Entries from a pointing dataset
— start —
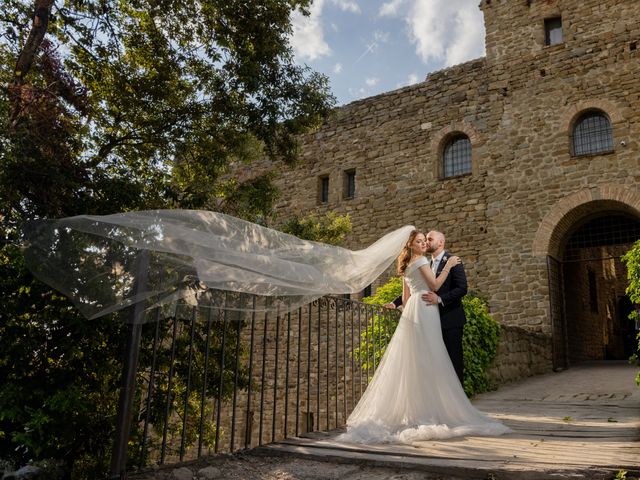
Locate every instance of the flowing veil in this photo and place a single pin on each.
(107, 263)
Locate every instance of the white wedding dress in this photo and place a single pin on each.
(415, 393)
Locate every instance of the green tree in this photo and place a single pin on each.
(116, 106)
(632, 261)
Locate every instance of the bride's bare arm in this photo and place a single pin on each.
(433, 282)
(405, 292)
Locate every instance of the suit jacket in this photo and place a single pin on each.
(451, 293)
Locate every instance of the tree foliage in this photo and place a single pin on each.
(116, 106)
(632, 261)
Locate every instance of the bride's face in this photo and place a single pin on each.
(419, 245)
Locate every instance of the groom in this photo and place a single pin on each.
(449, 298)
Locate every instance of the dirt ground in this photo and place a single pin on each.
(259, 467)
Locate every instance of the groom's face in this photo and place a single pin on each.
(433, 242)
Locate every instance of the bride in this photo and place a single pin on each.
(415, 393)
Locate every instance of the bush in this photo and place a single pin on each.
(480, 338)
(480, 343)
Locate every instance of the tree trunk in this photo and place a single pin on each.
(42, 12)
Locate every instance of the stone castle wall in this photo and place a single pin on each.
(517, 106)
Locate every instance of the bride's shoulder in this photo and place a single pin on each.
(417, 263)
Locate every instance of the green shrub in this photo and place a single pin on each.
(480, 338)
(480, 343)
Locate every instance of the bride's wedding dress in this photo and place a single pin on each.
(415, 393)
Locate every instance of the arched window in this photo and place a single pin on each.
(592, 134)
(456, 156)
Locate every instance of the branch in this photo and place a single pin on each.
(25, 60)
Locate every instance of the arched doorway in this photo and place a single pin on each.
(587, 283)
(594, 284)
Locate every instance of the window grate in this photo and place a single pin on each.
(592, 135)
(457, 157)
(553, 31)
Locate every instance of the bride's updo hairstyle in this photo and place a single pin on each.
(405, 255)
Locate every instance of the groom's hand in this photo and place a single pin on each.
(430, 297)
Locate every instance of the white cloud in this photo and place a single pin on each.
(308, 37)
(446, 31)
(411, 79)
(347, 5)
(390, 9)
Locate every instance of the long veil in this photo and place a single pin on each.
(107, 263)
— end —
— start —
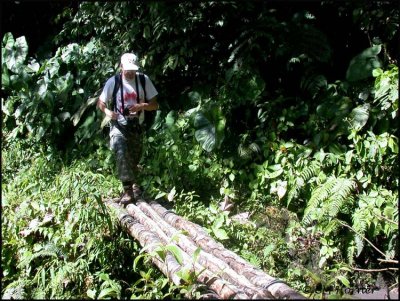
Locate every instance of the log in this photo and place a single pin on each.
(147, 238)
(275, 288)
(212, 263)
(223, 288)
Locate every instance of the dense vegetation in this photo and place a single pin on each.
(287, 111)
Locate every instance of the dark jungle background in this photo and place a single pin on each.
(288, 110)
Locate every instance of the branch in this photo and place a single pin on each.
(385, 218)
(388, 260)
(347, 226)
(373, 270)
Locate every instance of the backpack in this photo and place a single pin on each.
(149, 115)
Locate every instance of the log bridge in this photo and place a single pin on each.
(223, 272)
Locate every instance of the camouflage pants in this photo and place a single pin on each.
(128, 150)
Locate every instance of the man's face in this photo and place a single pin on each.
— end —
SET PROBLEM
Gather every line in the rows above that contains the word "dress". Only matches with the same letter case count.

EXERCISE ANSWER
Locate every instance of the white wedding dress in this photo and place a single pin on each.
Locate every instance of the bride's wedding dress in this photo and place a single pin on each.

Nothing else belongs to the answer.